==== Estratti dei dati
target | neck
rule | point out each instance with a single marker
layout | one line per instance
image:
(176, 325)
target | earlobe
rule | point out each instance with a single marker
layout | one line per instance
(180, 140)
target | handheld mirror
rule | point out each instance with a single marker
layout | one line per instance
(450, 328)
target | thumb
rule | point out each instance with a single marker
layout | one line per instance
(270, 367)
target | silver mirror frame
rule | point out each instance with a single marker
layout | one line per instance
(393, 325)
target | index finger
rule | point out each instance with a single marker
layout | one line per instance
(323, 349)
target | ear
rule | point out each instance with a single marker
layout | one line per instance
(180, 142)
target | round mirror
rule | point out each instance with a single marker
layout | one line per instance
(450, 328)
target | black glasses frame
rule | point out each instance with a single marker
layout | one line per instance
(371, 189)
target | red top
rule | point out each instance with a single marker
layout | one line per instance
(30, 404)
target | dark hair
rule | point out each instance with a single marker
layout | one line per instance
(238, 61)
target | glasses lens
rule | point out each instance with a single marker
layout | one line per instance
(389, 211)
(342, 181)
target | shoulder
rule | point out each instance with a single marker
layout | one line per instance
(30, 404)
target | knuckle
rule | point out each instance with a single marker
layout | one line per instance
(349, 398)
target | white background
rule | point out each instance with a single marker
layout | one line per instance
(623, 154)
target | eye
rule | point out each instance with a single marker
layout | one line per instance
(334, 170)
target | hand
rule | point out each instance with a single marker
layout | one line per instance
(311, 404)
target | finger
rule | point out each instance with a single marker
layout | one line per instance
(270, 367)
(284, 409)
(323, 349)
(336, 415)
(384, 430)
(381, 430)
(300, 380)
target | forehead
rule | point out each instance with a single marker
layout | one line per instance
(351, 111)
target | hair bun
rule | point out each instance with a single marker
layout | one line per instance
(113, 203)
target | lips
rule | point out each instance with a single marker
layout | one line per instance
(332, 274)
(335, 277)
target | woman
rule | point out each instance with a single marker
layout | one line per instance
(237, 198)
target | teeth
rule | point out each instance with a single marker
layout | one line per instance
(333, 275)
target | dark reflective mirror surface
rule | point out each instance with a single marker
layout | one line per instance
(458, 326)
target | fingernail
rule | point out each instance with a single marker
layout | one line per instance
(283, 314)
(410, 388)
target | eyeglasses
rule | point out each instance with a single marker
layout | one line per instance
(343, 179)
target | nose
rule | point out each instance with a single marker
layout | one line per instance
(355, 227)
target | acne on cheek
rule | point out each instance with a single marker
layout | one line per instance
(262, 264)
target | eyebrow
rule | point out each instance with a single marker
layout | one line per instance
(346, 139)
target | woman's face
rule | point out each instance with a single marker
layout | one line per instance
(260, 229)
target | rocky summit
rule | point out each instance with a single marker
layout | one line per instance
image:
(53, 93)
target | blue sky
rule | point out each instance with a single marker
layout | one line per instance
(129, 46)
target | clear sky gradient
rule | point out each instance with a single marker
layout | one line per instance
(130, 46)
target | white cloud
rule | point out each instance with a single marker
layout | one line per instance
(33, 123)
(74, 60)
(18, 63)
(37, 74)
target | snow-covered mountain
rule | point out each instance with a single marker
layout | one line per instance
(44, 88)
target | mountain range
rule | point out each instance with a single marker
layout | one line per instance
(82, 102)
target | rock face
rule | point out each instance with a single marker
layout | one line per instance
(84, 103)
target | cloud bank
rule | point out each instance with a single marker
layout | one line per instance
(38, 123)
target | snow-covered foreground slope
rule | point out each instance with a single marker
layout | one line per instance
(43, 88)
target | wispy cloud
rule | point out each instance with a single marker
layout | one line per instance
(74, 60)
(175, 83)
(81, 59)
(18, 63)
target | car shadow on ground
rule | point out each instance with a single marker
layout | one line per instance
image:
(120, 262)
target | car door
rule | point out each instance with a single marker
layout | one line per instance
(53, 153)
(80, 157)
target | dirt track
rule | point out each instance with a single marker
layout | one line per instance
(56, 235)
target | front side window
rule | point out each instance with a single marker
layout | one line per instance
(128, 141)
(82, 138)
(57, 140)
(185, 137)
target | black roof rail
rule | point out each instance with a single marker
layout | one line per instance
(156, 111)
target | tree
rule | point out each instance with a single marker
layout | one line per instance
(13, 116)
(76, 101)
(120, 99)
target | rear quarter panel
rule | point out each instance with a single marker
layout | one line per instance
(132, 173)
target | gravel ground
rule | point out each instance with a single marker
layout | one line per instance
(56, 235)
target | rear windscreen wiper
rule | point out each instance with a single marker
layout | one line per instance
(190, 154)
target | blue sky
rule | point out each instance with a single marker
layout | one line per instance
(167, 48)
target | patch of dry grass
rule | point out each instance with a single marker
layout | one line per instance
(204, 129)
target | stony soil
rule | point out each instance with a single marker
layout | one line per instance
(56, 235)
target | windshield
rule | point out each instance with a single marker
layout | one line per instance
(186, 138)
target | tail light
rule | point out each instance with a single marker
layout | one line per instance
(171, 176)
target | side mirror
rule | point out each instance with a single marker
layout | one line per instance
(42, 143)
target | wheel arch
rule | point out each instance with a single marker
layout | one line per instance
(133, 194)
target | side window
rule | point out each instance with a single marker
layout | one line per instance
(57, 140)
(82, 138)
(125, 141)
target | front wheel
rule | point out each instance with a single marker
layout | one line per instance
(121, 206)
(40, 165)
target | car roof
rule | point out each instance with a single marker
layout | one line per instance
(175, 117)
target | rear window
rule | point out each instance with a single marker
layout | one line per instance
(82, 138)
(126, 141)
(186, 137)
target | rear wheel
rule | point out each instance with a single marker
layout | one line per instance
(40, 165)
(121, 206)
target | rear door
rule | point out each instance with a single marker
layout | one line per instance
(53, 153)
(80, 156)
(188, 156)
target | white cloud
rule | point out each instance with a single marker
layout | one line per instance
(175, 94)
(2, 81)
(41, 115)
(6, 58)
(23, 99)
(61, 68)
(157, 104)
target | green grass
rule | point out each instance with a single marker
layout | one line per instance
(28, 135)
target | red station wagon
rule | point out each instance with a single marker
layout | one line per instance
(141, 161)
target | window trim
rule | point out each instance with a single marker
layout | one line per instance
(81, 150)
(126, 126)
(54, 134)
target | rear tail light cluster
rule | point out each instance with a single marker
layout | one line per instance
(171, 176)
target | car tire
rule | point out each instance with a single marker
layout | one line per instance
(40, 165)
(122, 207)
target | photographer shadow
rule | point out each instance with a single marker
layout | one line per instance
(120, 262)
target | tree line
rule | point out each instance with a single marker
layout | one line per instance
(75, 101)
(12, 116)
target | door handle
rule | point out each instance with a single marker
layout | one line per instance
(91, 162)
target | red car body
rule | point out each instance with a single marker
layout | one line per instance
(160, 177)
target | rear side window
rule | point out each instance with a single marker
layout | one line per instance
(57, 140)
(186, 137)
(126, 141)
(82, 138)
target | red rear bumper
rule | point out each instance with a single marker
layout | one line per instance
========
==== Estratti dei dati
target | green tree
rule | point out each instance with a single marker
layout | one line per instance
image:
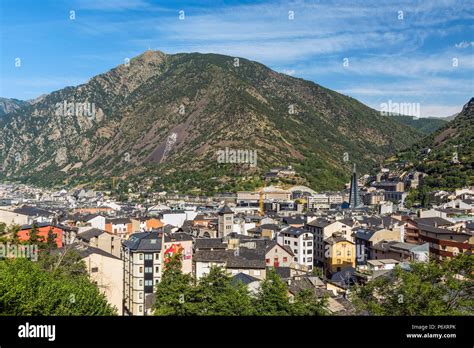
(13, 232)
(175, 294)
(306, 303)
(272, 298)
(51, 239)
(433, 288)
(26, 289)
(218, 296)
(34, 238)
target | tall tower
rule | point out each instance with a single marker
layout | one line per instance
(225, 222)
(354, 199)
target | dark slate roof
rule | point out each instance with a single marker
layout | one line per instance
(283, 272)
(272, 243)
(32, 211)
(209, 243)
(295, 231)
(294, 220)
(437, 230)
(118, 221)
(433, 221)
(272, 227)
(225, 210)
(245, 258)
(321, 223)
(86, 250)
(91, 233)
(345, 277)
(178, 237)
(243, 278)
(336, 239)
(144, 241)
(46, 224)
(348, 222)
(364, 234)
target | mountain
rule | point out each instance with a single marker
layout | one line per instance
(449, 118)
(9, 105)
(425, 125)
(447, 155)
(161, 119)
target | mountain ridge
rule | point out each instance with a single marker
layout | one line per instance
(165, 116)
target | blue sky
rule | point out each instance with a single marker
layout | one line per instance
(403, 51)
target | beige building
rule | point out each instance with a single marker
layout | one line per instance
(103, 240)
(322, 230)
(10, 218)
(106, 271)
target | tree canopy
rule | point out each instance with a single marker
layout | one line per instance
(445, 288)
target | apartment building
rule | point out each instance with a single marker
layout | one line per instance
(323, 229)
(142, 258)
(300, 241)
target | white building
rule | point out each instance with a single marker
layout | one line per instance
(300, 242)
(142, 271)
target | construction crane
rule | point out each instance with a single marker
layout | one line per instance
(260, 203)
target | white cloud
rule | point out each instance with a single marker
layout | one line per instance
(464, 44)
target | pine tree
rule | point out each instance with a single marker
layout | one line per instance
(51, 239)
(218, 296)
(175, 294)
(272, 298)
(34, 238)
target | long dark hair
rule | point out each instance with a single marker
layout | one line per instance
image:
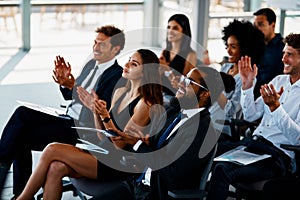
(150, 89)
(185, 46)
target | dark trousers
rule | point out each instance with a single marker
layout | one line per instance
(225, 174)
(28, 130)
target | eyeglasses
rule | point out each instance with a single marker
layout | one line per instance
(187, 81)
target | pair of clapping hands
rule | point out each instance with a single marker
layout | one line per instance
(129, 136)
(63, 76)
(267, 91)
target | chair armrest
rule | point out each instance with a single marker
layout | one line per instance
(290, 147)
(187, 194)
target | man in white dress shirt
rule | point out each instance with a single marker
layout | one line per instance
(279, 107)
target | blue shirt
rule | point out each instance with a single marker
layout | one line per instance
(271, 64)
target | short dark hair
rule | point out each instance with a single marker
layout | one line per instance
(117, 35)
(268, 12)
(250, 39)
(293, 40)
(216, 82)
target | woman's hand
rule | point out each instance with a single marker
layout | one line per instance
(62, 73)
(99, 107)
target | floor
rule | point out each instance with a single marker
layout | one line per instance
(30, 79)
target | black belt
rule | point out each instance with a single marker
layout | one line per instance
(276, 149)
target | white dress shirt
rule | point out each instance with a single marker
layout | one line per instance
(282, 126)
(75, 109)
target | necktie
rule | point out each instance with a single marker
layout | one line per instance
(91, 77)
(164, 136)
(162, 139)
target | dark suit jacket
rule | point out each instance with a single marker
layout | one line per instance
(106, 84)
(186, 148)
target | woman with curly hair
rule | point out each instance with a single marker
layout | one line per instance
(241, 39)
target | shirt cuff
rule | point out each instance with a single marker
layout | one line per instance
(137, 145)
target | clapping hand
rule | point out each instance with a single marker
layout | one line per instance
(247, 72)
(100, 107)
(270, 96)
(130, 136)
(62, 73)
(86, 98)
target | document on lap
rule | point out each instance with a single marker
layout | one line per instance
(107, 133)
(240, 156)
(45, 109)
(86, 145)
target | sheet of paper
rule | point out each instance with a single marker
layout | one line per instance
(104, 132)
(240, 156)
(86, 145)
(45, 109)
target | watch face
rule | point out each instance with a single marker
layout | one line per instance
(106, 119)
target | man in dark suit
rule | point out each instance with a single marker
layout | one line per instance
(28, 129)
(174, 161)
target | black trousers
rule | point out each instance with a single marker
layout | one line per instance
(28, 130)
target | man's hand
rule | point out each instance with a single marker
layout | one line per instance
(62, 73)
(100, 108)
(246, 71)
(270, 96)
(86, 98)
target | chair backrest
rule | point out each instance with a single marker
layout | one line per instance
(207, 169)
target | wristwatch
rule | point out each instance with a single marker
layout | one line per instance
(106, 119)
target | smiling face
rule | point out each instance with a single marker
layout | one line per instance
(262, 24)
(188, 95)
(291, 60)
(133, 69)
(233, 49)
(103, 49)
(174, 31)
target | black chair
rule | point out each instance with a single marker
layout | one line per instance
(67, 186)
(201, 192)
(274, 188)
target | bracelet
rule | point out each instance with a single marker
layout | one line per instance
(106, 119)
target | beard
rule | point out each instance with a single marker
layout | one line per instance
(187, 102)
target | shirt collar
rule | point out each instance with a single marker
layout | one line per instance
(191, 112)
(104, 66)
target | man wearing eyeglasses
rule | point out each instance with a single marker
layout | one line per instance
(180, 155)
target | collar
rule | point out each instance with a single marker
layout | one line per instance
========
Trova nei dati ogni riga che contiene la parola "dark" e ricopiala. Maiuscole e minuscole vanno distinte.

Soluzione scritta.
target | dark hair
target | dark reflective mirror surface
target | dark slate roof
target | long dark hair
target | dark trousers
target | short dark hair
target | dark suit jacket
target | man in dark suit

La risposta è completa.